_TASK TO CARRY OUT_
A verbatim copy of the lines starting at the one with "target: crouching child's" and ending at the last line below is required; include nothing else.

_INFORMATION SUPPLIED_
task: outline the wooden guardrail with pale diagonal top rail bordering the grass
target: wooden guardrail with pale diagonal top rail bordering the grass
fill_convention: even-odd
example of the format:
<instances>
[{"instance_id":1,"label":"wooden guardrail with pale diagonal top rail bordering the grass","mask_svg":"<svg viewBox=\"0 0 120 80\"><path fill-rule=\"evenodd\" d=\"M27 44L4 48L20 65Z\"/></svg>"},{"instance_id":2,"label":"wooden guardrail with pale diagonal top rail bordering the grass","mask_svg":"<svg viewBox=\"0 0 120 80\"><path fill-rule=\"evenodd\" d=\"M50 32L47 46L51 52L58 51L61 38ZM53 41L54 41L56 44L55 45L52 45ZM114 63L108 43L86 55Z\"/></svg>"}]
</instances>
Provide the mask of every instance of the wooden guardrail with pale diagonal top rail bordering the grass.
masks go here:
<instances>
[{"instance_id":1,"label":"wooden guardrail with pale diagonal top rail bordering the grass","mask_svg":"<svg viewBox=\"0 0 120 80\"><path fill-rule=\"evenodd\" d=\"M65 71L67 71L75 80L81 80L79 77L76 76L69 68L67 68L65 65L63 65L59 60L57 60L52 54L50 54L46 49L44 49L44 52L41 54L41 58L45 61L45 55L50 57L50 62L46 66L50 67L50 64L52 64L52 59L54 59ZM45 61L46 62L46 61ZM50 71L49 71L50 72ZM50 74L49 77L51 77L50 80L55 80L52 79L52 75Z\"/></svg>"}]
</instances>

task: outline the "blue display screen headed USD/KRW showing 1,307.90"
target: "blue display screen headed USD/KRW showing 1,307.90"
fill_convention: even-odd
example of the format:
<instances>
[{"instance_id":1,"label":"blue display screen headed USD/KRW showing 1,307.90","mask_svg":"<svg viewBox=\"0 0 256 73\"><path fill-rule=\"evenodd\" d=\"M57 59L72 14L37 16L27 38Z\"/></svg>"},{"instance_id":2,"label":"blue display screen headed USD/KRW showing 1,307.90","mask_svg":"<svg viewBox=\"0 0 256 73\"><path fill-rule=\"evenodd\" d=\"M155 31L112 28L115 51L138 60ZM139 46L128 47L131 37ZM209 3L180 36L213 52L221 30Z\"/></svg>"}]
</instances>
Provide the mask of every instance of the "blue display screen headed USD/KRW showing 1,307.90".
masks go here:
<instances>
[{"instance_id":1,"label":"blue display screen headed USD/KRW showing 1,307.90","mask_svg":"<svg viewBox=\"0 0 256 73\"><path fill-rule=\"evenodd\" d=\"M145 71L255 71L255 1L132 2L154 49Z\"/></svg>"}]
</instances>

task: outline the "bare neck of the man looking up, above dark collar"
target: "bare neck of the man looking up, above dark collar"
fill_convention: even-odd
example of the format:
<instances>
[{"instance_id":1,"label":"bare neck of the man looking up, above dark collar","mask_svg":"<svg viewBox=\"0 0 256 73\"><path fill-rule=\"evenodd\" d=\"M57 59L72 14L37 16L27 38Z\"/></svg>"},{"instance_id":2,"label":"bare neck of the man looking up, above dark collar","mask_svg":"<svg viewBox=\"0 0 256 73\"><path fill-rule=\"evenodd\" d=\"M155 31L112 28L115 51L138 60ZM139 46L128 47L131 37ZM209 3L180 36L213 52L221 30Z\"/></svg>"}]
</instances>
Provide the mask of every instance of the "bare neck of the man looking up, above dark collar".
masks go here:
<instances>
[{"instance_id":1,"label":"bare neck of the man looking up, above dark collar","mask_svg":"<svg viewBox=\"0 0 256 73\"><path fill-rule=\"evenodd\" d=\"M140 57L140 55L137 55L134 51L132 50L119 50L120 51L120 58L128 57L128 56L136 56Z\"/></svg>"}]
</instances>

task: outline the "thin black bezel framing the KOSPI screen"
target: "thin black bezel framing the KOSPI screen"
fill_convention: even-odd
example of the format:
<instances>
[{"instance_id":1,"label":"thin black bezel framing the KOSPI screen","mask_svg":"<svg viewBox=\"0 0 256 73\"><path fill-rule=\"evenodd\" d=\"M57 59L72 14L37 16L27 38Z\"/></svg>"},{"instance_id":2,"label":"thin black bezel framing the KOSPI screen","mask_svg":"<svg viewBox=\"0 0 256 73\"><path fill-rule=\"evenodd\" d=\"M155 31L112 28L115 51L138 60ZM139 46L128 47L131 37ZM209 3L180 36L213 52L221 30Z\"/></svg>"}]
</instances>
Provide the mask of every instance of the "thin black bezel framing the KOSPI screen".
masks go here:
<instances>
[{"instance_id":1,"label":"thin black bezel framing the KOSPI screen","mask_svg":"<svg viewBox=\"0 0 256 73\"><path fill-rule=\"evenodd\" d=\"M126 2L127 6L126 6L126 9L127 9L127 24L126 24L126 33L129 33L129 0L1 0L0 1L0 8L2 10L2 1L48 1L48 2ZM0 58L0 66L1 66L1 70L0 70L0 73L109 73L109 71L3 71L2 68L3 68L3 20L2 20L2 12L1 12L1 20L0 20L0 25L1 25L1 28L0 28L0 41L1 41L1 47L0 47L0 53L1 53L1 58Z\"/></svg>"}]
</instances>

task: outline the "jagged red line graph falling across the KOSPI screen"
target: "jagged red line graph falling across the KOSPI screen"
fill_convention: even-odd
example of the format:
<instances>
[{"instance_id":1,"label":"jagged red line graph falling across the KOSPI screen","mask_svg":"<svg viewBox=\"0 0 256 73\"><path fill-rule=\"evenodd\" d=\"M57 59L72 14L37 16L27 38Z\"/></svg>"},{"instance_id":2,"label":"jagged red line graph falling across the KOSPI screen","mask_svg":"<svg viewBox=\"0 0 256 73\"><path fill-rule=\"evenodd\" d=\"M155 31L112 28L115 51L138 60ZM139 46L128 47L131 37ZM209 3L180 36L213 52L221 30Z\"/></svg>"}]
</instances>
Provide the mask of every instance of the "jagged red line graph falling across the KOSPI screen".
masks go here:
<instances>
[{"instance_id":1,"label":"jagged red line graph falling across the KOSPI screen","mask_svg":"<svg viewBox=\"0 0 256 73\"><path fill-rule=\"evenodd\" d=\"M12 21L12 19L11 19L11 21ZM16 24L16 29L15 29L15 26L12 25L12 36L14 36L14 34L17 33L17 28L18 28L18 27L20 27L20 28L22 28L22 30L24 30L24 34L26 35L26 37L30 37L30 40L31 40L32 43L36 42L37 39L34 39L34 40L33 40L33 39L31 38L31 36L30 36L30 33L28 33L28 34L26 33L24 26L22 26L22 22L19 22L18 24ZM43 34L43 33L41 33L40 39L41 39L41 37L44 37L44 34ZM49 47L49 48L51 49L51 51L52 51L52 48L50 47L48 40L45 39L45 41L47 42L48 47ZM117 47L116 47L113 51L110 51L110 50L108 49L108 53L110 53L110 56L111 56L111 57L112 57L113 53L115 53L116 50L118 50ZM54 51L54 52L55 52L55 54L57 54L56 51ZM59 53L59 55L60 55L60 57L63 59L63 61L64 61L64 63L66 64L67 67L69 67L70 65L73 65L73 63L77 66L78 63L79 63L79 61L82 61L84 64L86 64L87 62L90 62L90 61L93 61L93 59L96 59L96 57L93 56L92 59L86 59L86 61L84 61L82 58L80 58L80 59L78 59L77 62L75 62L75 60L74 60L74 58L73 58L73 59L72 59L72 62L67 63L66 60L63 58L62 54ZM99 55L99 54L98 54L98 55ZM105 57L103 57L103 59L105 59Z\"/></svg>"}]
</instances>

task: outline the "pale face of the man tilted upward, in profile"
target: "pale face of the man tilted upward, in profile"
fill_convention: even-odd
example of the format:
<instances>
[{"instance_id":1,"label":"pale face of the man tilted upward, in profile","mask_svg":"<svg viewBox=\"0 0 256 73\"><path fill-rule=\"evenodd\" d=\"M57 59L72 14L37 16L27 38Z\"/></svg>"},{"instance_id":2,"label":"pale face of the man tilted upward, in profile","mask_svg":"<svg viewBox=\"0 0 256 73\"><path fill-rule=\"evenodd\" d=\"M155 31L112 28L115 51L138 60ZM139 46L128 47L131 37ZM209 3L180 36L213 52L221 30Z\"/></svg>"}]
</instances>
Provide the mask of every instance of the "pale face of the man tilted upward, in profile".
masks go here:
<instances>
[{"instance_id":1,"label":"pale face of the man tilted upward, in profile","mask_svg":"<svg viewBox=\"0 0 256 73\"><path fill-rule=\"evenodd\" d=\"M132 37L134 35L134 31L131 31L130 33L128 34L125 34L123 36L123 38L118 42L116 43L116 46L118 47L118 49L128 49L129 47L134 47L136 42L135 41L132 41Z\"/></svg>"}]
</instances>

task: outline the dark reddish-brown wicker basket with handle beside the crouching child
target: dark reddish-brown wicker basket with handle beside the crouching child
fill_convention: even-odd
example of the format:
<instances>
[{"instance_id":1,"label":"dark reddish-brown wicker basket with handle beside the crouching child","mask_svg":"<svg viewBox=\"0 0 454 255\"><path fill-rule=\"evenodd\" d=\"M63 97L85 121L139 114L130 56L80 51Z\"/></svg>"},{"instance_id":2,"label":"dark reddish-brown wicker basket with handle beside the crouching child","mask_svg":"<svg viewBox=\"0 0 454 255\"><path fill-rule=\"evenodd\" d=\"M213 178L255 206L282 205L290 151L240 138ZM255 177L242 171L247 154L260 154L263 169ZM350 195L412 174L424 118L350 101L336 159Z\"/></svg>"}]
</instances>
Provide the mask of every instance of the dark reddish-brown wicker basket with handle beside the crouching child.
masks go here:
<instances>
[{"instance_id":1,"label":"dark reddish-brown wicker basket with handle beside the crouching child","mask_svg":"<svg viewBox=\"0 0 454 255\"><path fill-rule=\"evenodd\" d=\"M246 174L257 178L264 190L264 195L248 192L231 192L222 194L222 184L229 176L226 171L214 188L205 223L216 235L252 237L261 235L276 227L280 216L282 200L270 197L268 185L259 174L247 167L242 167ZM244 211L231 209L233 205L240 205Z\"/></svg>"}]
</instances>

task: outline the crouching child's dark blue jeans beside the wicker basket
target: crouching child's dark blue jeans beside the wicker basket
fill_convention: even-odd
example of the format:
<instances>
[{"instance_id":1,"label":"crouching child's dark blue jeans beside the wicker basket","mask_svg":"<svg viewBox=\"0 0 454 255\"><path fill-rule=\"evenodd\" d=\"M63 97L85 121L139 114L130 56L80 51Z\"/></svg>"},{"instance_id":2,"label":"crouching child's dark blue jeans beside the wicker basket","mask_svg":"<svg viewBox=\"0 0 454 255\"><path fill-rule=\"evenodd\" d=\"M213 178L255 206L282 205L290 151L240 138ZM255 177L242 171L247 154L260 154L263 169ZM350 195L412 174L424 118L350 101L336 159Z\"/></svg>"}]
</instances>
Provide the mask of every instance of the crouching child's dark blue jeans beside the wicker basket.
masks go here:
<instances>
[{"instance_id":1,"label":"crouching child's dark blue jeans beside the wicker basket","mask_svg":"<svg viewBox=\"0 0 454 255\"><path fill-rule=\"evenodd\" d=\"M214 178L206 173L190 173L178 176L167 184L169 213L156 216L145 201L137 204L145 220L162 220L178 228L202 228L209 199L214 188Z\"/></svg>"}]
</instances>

_RESPONSE FOR THIS EXERCISE_
target: crouching child's dark blue jeans beside the wicker basket
fill_convention: even-odd
example of the format:
<instances>
[{"instance_id":1,"label":"crouching child's dark blue jeans beside the wicker basket","mask_svg":"<svg viewBox=\"0 0 454 255\"><path fill-rule=\"evenodd\" d=\"M63 97L85 121L139 114L130 56L80 51Z\"/></svg>"},{"instance_id":2,"label":"crouching child's dark blue jeans beside the wicker basket","mask_svg":"<svg viewBox=\"0 0 454 255\"><path fill-rule=\"evenodd\" d=\"M213 178L255 206L282 205L290 151L240 138ZM255 177L242 171L247 154L260 154L263 169ZM350 195L412 174L424 118L350 101L336 159Z\"/></svg>"}]
</instances>
Provide the mask of every instance of the crouching child's dark blue jeans beside the wicker basket.
masks go here:
<instances>
[{"instance_id":1,"label":"crouching child's dark blue jeans beside the wicker basket","mask_svg":"<svg viewBox=\"0 0 454 255\"><path fill-rule=\"evenodd\" d=\"M214 178L206 173L190 173L178 176L167 184L169 213L156 216L145 201L137 204L145 220L162 220L178 228L202 228L209 199L214 188Z\"/></svg>"}]
</instances>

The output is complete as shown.